# [TASK MATERIAL]
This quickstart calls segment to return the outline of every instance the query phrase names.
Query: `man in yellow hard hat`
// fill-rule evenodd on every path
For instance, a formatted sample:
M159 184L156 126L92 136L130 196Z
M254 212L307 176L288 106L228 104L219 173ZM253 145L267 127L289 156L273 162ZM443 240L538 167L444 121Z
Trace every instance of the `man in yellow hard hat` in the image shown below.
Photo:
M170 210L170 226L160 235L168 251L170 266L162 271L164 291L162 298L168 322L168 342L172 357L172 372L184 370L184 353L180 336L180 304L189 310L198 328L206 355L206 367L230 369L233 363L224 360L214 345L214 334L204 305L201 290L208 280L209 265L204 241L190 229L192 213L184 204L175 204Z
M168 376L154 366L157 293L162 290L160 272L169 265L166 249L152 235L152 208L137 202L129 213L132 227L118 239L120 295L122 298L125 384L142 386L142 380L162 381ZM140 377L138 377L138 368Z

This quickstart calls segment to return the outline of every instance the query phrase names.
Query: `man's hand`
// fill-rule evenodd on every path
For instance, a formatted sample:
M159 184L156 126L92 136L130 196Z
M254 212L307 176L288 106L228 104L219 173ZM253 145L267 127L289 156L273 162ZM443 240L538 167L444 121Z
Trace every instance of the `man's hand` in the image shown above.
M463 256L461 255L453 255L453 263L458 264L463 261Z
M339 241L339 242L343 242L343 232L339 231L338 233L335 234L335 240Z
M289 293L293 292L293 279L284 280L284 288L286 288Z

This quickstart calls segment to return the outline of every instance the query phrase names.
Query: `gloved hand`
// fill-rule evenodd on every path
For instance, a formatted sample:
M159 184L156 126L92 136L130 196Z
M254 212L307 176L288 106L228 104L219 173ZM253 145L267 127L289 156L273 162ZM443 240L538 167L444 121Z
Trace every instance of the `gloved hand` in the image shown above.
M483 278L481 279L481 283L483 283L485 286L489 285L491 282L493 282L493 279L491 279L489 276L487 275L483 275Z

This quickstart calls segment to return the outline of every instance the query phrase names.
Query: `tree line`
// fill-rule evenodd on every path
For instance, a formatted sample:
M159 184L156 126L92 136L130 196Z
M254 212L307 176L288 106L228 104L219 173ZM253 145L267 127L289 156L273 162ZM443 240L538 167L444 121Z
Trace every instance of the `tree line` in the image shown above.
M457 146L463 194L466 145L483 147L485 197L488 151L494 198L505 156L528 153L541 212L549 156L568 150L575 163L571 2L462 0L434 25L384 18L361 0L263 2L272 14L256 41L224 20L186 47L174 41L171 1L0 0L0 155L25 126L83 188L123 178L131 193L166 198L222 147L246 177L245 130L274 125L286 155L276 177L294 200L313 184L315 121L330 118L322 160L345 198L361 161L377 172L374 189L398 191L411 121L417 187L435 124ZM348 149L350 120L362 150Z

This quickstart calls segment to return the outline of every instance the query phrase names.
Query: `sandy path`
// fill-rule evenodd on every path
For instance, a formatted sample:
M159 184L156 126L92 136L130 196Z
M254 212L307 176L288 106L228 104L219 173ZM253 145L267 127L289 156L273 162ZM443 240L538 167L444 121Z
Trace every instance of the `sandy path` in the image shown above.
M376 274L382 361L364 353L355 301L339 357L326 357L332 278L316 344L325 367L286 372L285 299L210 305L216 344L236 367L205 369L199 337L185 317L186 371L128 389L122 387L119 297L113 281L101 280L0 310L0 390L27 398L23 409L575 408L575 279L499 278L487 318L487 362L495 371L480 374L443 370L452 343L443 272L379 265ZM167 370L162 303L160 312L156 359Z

# [TASK DIRECTIONS]
Restate, word for word and with nothing added, the lines from the beginning of the records above through the line that contains "image shown below.".

# [RESPONSE BOX]
This quickstart calls segment to return the outline of every instance the query phrase names.
Query: `man in yellow hard hat`
// fill-rule evenodd on every path
For instance, a formatted sample:
M159 184L156 126L92 136L130 196Z
M254 212L307 176L288 106L228 104L219 173ZM253 145L267 127L289 156L273 162ZM443 240L538 167L444 121Z
Trace every instance of the `man in yellow hard hat` in the image shown below.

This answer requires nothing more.